Is There Someone Else Out There? The Double Life of Veronique

I saw it with Barry (a family friend) at a great little movie theatre on the University of Chicago campus. He really wanted me to see it. He had loved it … so when I was living in Chicago, I traveled down to the campus, met up with him, and sat in a tiny 40-seat movie theatre, watching this miraculous and strangely wrenching film unfold.

I felt NAMED by the film. I took it personally. This rarely happens. Doppelgangers … soulmates … kindred spirits … feeling alone – not just lonely – but existentially ALONE … and sending that there might be a missing piece … and that that missing piece might be – someone I’ve never met yet. But someone I know intimately. Someone who … is me, only in the reverse. Or me in the past. How to get all of that into a story? The Double Life of Veronique does.

Once upon a time, I stood on a sidewalk, and a man came up to me, looked at me, smiled, and asked, “Are you waiting for someone?” He was truly looking for an answer. He wasn’t being clever, it wasn’t an overt come-on. He wondered if I was waiting for someone, because I was just standing there. And, indeed, I was waiting for a friend of mine. I looked up at him, and felt an odd rush. Not just familiarity – not like: “Oh, he reminds me of so-and-so… and therefore I feel comfortable with him …” No. What I felt in that moment was weirder and deeper than that. It was actual recognition. A soul-rush. This stuff is not easy to talk about. I’m scornful of the whole concept of soulmates .. and yet, like the great Joan Armitrading has said: “I am open to persuasion”. That moment with that man was eerily familiar. Deja vu. I’ve been here before. I looked at him and I knew him. This is not just retrospect talking since I know the end to that story, and I know where he and I ended up “going”, in terms of relationship. This was my experience in that moment. I wrote it in my diary that night (evidence!): “He seems very familiar to me. But it’s more like I

    recognize

him.” Such moments cannot be explained. I truly think he was a part of me somehow – not in a codependent way – but in a way that thwarts the space-time continuum – like: we are PARTS of each other … and when we met, we just fit. Ah. There is that piece I have been looking for. Such closeness and kinship is perhaps unnatural, perhaps it cannot be sustained. It obviously couldn’t be sustained in our case. I don’t feel the need to have an answer on this one. It can’t be answered, first of all, and any answer would seem too easy or simplistic. All I can say is that I knew him. And once I had met him, and once we became friends, I realized the sensation – which was actually quite specific: I had been missing him all along.
※
Brief 1: Using the essay about The Double Life of Veronique, decide whether each statement agrees with it. Answer yes or no, and quote the deciding words. (a) The writer watched the film in a theatre with about 40 seats. (b) The man on the sidewalk meant his question as an overt come-on. (c) The writer recorded the sidewalk encounter in a diary that same night.
Brief 2: In the essay about The Double Life of Veronique, where was the movie theatre in which the writer saw the film?

(Entries on locating named things)
※
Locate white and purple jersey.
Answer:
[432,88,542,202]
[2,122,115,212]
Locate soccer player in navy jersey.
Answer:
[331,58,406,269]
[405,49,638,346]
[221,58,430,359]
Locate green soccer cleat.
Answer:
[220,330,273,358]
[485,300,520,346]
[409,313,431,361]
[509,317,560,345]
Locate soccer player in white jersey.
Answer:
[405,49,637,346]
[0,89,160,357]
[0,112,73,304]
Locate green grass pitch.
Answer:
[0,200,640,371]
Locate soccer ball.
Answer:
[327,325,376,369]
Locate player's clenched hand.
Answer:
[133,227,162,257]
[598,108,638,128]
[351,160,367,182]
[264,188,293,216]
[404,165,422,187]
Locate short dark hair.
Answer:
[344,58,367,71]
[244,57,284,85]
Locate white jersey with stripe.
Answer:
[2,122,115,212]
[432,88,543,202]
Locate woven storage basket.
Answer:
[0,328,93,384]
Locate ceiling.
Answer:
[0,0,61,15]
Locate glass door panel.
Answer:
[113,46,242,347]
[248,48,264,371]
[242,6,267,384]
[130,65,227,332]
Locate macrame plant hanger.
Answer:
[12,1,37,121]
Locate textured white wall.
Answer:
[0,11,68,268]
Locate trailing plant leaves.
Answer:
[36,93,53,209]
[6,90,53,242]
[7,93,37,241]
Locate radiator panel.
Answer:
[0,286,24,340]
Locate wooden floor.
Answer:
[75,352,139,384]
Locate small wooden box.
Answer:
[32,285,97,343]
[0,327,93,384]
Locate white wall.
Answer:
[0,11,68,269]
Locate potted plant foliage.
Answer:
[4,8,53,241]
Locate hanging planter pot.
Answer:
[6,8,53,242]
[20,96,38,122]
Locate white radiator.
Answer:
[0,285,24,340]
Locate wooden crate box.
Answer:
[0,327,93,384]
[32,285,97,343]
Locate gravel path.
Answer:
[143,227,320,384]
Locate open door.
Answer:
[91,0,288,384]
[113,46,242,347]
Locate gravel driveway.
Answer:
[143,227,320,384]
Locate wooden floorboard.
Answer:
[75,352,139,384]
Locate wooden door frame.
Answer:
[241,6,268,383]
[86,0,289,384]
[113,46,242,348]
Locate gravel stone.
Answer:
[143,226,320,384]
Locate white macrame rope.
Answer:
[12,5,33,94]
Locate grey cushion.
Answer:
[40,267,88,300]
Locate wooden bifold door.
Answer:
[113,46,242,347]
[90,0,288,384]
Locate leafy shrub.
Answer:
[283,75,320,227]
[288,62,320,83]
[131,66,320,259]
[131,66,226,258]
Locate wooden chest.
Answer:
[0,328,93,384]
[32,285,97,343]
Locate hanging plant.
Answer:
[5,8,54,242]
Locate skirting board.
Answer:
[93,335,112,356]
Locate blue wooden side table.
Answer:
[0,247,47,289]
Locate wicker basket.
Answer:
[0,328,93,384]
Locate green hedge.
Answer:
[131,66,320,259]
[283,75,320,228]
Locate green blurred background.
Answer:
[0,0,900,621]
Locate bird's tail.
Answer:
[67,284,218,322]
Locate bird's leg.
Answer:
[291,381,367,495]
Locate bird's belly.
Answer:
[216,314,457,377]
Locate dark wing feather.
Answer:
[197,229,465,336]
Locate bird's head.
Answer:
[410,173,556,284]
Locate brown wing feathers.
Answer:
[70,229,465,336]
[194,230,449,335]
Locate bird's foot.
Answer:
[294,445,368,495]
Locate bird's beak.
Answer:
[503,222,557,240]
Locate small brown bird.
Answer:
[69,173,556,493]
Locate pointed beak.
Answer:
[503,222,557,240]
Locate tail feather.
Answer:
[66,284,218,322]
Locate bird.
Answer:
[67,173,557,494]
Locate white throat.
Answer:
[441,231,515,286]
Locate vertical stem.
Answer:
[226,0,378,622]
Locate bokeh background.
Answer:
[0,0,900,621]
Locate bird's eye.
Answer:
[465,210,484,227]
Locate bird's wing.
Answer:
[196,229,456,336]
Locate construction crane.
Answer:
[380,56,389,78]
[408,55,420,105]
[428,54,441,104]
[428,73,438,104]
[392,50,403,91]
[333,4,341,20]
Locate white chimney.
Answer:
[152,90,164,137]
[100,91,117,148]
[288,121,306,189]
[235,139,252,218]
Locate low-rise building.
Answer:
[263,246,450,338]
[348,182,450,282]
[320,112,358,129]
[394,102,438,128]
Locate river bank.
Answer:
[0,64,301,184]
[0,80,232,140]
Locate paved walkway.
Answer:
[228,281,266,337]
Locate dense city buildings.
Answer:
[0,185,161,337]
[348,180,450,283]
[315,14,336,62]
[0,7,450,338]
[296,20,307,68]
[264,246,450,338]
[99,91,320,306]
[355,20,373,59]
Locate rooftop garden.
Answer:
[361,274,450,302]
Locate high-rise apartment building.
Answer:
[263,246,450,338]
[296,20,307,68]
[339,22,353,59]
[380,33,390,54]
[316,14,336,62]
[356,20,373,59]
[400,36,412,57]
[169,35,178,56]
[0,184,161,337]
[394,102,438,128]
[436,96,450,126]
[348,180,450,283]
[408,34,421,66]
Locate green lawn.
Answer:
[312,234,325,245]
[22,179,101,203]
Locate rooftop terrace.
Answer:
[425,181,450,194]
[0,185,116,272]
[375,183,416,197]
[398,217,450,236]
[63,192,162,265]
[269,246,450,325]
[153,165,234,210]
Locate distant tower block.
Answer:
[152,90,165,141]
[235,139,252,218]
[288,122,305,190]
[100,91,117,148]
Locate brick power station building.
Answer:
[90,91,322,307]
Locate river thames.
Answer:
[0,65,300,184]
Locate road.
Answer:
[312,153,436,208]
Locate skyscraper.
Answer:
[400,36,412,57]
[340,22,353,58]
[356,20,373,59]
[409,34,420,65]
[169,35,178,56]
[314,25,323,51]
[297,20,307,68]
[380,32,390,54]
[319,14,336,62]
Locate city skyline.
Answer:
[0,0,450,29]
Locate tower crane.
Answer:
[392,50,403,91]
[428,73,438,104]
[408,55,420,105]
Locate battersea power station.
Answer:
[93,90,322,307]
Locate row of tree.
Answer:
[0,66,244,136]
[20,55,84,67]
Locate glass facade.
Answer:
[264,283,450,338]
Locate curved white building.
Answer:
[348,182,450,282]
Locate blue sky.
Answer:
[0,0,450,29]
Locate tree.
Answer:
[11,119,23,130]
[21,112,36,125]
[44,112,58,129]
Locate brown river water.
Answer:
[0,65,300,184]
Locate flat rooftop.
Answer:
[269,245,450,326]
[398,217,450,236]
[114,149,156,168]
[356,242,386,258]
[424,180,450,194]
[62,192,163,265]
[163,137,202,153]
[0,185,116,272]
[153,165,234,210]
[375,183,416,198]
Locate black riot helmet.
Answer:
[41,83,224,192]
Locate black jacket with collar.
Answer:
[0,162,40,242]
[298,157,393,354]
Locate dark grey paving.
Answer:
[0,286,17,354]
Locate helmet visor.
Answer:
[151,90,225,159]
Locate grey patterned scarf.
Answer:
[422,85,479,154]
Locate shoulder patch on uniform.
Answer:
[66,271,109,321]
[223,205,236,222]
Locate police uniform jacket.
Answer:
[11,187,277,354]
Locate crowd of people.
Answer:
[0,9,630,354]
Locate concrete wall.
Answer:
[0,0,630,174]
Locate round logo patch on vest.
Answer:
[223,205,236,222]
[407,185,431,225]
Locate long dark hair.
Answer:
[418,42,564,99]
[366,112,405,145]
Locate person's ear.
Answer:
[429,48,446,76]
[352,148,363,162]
※
Reply 1:
(a) Yes: "sat in a tiny 40-seat movie theatre"
(b) No: "it wasn’t an overt come-on"
(c) Yes: "I wrote it in my diary that night"

Reply 2: On the University of Chicago campus.